■ **TEXTO PARA LEITURA**
######

A frouxidão na regulação do setor, somada aos reajustes anuais e aos reajustes de faixa etária aplicadas aos contratos, oneram excessivamente os consumidores.

segunda-feira, 20 de junho de 2016

Atualizado às 07:36

Na última quinta-feira este poderoso rotativo publicou artigo da advogada Rosana Chiavassa, que chamou atenção ao reajuste autorizado pela ANS em 13,57% para os planos de saúde individuais, o mais alto da história da ANS.

No artigo, a advogada atentou para a necessidade de rediscutir a fórmula de reajuste da ANS, sob o risco de nova debandada de clientes (mais de 1 milhão de usuários perderam seus planos de saúde no último ano).

O debate é muito pertinente. A frouxidão na regulação do setor, somada aos reajustes anuais e aos reajustes de faixa etária aplicadas aos contratos, oneram excessivamente os consumidores.

Nestas primeiras linhas, lançamos o desafio: um advogado de 30 anos de idade, que possui um plano de saúde pelo qual paga cerca de R$300,00 mensais, quanto pagará aos 60 anos, se mantida a atual fórmula de aplicação dos reajustes aos contratos?

A resposta é: o mesmo contrato poderá custar R$43.000,00 no futuro, se aplicado reajuste médio de 13% ao ano e mantidos os elevados reajustes aplicados às faixas etárias dos contratos atuais.

Para entender como os reajustes dos contratos privarão milhões de consumidores do acesso à saúde suplementar, basta lembrar que os advogados vinculados ao plano coletivo por adesão CAASP-OAB/SP junto a Unimed FESP sofreram, em fevereiro deste ano, reajuste de 20,80% e que, em 2015, já haviam pago 17,20% de aumento anual em suas mensalidades. O reajuste do plano CAASP-OAB/SP junto a empresa Omint, em 2015 foi de 21.50%.

######

■ **ENTRADAS DE DADOS**
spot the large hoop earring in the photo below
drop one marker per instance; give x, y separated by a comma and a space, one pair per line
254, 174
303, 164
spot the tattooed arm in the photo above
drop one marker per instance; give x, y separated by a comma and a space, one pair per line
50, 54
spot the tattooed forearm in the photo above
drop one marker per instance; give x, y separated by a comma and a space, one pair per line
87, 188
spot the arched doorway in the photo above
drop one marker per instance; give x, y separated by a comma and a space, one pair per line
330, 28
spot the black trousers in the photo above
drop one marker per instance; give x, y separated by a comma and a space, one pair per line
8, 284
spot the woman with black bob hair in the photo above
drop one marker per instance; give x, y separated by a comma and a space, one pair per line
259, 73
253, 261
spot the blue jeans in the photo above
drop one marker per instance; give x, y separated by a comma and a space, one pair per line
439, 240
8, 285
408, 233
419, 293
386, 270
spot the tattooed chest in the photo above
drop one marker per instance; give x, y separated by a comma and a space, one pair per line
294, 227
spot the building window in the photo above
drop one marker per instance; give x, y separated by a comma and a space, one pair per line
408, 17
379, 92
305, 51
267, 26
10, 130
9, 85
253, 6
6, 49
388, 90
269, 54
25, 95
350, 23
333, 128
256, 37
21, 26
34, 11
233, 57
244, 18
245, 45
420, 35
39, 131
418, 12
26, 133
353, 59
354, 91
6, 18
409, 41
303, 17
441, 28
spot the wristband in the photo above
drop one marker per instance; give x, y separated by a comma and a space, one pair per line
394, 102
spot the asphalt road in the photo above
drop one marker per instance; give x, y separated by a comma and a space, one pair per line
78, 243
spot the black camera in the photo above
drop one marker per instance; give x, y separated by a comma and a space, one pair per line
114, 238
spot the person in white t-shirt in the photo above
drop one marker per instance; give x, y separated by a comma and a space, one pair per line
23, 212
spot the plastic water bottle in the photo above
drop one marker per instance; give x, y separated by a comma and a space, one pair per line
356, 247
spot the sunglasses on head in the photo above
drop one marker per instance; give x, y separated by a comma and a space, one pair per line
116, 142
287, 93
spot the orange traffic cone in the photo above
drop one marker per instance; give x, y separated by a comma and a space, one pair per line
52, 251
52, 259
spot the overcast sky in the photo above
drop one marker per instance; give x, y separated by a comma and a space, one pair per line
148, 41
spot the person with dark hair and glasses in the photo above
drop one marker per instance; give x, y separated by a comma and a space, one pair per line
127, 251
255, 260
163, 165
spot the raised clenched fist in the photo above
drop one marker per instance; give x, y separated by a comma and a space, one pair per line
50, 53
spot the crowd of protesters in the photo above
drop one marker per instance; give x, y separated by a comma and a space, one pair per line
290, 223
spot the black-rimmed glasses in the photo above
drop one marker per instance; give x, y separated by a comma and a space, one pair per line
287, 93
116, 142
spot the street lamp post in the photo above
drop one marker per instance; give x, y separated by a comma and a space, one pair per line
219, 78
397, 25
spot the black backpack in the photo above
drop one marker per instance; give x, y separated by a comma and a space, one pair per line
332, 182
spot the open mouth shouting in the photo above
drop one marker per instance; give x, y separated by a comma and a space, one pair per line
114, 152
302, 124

######

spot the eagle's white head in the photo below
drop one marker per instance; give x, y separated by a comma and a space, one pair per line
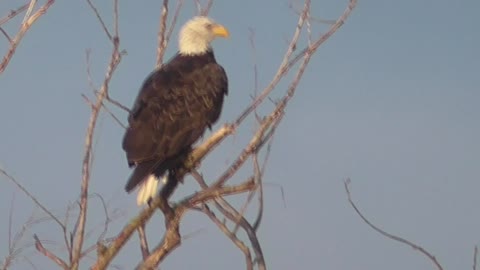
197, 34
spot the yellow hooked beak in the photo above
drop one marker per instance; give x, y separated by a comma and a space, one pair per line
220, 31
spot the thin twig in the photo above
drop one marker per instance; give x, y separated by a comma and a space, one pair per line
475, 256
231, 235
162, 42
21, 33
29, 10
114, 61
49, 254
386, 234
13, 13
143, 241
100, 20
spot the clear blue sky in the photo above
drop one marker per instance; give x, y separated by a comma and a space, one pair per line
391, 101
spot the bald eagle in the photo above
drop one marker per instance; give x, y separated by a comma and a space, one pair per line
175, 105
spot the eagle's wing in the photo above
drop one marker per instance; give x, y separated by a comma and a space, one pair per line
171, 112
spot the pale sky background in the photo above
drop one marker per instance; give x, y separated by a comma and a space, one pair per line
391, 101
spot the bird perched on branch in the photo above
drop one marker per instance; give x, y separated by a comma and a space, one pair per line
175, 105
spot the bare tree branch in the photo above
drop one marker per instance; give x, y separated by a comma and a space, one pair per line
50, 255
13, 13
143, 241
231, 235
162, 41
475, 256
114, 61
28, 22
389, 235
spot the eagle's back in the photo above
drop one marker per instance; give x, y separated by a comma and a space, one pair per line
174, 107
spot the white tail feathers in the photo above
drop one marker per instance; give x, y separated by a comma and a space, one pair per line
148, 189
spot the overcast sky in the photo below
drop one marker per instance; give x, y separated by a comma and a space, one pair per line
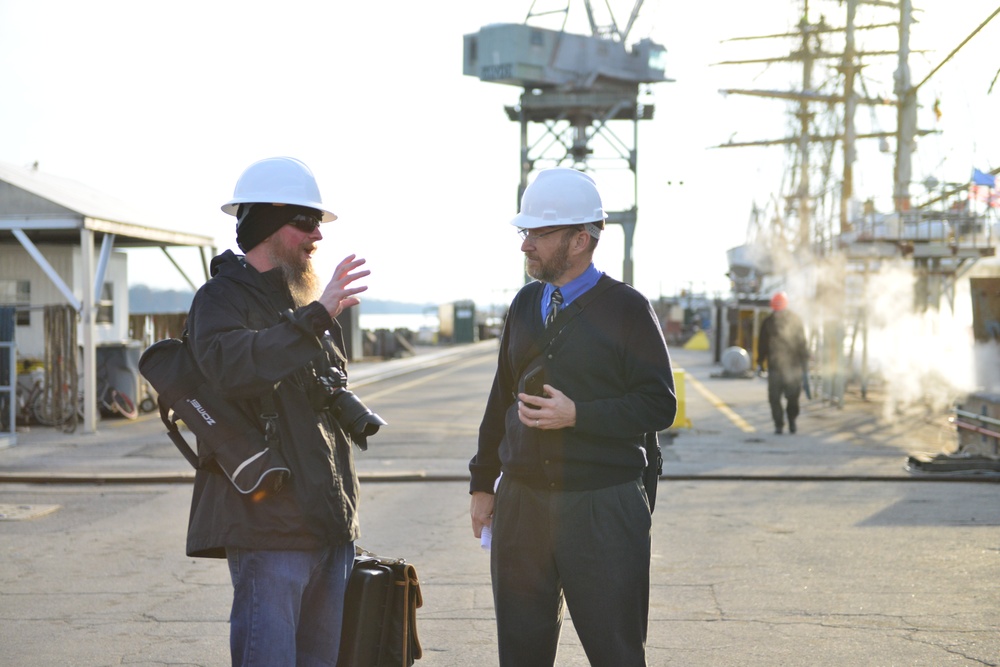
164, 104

######

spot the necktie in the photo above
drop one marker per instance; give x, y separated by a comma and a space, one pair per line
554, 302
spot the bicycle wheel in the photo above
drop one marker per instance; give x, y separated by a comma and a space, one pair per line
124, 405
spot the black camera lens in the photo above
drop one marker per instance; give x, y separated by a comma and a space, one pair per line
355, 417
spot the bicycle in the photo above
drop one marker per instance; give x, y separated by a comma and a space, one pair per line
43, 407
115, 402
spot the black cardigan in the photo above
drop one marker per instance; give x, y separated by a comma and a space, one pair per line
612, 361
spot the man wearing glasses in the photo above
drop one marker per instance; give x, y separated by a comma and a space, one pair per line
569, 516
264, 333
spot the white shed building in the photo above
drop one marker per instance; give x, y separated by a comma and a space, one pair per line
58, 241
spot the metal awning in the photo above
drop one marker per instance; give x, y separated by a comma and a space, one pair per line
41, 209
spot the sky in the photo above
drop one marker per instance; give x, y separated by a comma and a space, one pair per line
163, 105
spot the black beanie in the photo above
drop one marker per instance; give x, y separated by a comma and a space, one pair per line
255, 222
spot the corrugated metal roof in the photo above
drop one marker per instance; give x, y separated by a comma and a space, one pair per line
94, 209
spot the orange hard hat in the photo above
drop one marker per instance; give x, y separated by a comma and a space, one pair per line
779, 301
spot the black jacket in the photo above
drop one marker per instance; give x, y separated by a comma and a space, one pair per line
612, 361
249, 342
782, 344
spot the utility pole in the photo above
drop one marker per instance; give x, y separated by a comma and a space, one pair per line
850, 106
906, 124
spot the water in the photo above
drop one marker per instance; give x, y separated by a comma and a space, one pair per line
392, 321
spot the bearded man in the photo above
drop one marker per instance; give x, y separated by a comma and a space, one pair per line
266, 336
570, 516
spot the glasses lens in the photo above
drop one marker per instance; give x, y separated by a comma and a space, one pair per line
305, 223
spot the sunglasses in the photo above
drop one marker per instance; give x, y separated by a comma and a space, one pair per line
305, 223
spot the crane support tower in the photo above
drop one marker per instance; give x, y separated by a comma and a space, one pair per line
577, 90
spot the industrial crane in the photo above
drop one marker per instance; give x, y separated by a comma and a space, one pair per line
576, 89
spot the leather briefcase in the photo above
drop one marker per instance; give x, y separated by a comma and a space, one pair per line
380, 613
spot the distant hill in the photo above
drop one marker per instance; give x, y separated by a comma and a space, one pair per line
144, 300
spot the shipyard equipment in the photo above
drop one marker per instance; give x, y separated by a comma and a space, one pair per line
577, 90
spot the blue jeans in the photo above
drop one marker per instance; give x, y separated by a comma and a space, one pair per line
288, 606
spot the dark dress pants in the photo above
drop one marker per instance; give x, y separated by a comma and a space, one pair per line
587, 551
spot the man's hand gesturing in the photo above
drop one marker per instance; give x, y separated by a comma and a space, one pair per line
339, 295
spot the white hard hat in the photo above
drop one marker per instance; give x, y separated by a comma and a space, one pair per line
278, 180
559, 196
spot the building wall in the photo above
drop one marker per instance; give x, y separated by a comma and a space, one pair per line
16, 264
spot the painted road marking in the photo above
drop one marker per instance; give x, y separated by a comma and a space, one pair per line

######

■ **EXERCÍCIO ESCRITO**
Retome o texto sobre os reajustes dos planos de saúde e prossiga a partir do ponto em que ele se encerra.

■ **RESPOSTA**
Se tomarmos por base outra categoria profissional, como, por exemplo, os serventuários da Justiça paulista - que possuem plano coletivo por adesão pela ASSETEJ (Associação dos Servidores do Tribunal de Justiça do Estado de São Paulo) -, veremos que o reajuste foi de 23,14% a partir de 2015 e de 32,32% para vigorar no ano de 2016.

Embora o reajuste praticado pela ANS seja elevado, a dicotomia é que este mesmo reajuste seria um alento para a maioria dos consumidores vinculados aos planos de saúde coletivos por adesão.

O caso expõe a falta de regulação do setor. No mesmo período em que os consumidores sofreram reajuste de 20% ou 30% em contratos coletivos por adesão, a ANS arbitrou 9,65% de reajuste para o ano de 2014 e outros 13,55% no ano de 2015 nos planos individuais.

O debate se torna ainda mais polêmico quando analisados os números de inflação do índice IPC-FIPE-Saúde. O reajuste praticado nos planos coletivos não se justifica:

O índice de 2016 é estimado pelo mercado em 7,28%

Num país onde até o preço do aluguel tem índice de referência para coibir abusos e as empresas que operam no setor de saúde só podem atuar com expressa autorização estatal, soa estranho que as operadoras se eximam da aplicação dos reajustes nos limites definidos pela ANS.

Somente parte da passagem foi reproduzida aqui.